Requirements
In the material, from the line that contains "written like [435,115]." through the final line, change every "pointer" to "locator". Give only those lines again, with nothing else altered.

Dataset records
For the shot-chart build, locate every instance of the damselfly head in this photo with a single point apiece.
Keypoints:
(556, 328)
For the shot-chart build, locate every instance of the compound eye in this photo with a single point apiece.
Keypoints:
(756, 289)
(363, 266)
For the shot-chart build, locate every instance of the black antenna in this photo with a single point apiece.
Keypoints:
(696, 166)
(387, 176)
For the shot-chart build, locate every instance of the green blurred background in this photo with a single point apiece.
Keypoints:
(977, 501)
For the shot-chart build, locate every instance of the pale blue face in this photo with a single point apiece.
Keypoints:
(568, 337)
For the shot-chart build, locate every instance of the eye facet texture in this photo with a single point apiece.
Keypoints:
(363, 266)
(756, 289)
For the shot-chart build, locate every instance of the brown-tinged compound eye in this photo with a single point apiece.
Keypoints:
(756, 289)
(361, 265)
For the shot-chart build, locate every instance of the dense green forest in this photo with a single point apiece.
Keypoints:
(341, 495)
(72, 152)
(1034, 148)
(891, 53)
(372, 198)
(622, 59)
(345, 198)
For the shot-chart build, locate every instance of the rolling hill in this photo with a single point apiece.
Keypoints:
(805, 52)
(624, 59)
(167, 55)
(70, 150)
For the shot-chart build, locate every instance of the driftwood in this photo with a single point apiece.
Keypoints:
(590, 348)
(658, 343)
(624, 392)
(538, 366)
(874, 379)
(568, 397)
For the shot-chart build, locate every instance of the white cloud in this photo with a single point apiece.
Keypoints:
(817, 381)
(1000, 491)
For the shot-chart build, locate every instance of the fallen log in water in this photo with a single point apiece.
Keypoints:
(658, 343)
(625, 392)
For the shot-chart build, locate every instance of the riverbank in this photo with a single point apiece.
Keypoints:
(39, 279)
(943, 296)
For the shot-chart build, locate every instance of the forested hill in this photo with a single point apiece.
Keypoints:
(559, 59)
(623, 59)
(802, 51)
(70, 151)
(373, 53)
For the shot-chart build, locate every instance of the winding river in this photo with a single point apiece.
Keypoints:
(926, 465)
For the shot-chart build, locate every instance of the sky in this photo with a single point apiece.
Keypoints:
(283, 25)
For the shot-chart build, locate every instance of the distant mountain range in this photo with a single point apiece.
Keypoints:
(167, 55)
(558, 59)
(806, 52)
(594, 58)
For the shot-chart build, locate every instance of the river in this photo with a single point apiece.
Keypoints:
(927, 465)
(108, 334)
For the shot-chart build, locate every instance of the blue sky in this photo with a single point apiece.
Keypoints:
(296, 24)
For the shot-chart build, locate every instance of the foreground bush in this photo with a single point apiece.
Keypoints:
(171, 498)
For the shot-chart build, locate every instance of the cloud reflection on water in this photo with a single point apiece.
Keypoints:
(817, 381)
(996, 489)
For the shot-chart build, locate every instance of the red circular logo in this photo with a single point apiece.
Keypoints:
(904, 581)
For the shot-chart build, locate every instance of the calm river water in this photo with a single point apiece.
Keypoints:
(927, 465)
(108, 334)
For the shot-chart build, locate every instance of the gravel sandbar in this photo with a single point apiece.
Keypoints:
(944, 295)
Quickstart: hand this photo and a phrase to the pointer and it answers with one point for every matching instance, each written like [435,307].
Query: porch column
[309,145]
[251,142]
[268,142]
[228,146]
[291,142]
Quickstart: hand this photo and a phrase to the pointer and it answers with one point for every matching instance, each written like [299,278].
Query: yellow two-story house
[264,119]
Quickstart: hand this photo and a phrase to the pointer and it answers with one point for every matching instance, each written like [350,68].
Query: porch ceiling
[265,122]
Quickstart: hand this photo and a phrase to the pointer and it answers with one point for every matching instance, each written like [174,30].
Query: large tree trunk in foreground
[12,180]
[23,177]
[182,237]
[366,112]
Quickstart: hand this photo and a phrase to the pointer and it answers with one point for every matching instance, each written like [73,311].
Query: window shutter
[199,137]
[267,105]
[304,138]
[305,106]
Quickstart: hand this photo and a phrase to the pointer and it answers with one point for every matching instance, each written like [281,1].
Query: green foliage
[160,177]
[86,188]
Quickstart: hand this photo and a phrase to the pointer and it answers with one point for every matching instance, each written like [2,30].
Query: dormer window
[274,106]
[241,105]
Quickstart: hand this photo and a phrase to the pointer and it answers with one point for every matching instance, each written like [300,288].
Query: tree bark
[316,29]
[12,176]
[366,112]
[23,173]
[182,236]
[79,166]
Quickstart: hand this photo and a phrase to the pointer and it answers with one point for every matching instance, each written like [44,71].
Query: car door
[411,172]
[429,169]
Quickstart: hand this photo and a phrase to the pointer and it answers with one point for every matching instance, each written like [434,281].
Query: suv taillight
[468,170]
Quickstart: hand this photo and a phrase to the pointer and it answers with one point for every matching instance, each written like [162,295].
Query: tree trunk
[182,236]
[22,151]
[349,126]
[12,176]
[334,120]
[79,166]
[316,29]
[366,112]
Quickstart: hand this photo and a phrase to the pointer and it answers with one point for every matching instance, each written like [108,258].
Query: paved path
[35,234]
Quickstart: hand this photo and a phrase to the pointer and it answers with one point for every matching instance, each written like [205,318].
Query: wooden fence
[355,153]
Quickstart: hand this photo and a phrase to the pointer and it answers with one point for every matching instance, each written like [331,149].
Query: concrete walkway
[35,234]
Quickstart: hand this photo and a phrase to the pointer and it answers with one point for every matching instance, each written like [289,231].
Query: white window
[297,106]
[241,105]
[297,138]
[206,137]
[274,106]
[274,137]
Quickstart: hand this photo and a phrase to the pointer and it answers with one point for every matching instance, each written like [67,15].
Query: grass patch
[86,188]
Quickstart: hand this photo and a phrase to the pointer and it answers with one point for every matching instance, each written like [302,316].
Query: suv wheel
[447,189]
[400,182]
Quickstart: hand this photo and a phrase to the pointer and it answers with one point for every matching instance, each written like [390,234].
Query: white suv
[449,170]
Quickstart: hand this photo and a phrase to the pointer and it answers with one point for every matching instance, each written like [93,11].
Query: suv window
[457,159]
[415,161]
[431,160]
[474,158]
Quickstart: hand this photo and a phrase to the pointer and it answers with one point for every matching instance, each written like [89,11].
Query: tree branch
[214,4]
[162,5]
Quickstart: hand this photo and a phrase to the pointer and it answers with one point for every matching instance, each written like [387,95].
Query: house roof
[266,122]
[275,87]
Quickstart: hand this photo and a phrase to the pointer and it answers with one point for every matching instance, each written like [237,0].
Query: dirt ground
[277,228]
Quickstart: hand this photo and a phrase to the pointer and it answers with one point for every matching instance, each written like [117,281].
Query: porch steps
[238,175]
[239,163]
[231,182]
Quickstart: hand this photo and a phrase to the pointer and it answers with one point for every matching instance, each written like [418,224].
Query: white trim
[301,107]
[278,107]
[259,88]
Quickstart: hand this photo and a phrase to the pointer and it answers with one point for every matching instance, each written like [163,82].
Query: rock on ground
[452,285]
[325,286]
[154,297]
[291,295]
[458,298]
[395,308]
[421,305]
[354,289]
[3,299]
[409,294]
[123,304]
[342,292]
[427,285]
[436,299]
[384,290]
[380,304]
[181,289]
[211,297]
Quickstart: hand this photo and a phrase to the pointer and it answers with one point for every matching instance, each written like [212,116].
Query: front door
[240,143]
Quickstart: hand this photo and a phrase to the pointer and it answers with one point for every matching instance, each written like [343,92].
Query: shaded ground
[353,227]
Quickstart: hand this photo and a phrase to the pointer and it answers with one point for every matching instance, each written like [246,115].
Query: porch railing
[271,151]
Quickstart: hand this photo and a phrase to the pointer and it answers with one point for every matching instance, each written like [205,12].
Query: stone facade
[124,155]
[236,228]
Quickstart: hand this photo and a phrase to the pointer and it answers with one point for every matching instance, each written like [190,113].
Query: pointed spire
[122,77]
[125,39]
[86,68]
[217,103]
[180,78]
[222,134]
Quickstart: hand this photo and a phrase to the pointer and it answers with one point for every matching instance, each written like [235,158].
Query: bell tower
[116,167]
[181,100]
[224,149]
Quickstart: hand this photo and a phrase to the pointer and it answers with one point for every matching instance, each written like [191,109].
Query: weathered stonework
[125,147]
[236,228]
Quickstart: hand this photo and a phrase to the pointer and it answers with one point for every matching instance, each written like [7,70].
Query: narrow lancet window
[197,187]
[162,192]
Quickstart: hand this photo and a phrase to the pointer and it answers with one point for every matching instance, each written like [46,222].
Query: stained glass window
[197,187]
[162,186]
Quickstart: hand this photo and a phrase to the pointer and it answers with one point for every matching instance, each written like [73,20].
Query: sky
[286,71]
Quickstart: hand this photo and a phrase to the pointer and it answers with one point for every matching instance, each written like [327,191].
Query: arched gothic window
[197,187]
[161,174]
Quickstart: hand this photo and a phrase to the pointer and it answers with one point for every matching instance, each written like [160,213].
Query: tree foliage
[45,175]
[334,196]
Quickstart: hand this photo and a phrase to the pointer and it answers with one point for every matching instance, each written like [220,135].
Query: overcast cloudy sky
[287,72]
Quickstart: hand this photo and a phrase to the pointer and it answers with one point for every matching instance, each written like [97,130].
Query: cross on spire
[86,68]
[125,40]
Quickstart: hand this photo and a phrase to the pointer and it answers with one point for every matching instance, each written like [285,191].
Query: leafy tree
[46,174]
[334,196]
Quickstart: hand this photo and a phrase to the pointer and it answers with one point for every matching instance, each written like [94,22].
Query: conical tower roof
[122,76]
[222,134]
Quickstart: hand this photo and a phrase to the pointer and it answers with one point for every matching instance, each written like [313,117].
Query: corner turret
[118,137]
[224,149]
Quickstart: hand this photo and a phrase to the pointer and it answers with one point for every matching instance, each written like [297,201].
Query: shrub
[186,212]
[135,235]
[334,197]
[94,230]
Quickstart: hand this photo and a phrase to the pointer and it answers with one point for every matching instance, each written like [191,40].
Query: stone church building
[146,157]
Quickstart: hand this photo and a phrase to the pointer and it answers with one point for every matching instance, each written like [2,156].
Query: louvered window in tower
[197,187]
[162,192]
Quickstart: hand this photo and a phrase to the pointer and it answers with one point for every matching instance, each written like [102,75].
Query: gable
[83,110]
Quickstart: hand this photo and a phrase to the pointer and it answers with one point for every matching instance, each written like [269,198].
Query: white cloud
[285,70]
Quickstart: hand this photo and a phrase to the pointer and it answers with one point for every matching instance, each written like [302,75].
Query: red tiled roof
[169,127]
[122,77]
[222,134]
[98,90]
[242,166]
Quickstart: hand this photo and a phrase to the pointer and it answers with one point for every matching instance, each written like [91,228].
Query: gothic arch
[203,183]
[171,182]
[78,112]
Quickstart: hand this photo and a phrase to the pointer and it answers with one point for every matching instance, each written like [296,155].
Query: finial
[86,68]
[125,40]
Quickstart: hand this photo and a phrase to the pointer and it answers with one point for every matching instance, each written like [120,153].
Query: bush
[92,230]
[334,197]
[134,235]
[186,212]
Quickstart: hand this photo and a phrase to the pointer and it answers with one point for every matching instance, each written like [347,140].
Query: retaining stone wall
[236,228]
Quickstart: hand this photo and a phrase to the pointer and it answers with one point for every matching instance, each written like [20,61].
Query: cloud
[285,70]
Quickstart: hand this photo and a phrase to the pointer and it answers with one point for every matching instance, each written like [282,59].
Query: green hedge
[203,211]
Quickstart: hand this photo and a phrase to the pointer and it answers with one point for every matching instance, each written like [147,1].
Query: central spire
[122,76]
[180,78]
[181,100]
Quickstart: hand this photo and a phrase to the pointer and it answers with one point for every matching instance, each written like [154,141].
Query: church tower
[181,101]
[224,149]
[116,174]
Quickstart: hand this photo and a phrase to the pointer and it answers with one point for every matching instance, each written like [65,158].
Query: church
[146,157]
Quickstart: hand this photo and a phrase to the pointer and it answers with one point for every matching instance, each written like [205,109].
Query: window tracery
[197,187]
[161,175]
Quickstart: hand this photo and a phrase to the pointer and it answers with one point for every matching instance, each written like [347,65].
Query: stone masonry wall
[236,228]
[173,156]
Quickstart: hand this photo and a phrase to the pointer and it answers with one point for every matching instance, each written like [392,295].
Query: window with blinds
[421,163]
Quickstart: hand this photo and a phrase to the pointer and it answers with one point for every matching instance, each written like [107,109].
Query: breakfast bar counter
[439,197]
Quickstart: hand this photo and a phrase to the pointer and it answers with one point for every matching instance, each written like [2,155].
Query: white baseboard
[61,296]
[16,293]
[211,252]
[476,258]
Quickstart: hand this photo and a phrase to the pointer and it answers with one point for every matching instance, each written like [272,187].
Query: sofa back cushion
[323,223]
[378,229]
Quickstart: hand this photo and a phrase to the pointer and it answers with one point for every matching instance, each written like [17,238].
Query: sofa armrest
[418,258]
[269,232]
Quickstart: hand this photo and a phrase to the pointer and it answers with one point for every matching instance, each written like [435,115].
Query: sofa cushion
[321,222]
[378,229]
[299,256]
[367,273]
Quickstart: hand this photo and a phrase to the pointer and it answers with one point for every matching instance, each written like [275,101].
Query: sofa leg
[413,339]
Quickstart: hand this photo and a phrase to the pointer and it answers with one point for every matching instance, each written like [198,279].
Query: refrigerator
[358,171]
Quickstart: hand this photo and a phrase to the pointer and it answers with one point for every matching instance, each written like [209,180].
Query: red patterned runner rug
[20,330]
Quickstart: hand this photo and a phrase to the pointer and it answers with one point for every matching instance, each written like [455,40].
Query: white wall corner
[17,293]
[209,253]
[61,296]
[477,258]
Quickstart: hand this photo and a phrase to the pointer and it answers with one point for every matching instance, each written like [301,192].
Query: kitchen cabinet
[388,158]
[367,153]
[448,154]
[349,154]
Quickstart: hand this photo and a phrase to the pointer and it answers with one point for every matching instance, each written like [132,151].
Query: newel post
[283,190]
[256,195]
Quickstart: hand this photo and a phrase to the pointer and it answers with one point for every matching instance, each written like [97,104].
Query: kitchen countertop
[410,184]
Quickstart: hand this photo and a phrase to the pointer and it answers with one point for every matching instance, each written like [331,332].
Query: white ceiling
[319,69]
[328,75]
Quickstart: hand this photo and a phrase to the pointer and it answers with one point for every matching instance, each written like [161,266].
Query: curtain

Solution for this task
Quickstart: hand this photo and a phrase to the locator and it answers with one point for every matching instance, each written like [435,115].
Query: sofa cushion
[321,222]
[378,229]
[299,256]
[367,273]
Quickstart: hand this photo and a phrase to the locator and it answers with one point for every matching instance, each written like [275,101].
Query: sofa leg
[413,339]
Quickstart: hand this photo and a phrase to the locator and it answers with one point for every matching instance, each written like [198,279].
Query: refrigerator
[358,171]
Quickstart: hand this photo and a phrase to the locator and it answers with one point for every matching instance, each written like [209,180].
Query: red patterned runner rug
[20,330]
Quickstart: hand this photo and a phrase to the locator and it answers with one point for every matching instance, each written like [455,40].
Query: white wall corner
[17,293]
[209,253]
[61,296]
[477,258]
Quickstart: hand this photo and a phrase to the locator and it answers with one point for every matching instance, each written like [301,192].
Query: kitchen cabinet
[388,158]
[367,153]
[448,154]
[349,154]
Quickstart: hand this photo and a phrase to the locator and it answers with one point for every matching instance, each written like [132,151].
Query: newel post
[283,190]
[256,195]
Quickstart: hand this photo and a phrase to the locator and it answers with one point for every matching instance, each written like [97,104].
Query: kitchen countertop
[410,184]
Quickstart: hand this photo and a phrase to the locator and it answers with one point for every matching instance, each written like [331,332].
Query: white ceiling
[319,69]
[328,75]
Quickstart: hand this photo and a phrase to the locator and it answers with one point for every matching instance, each written like [161,266].
Query: curtain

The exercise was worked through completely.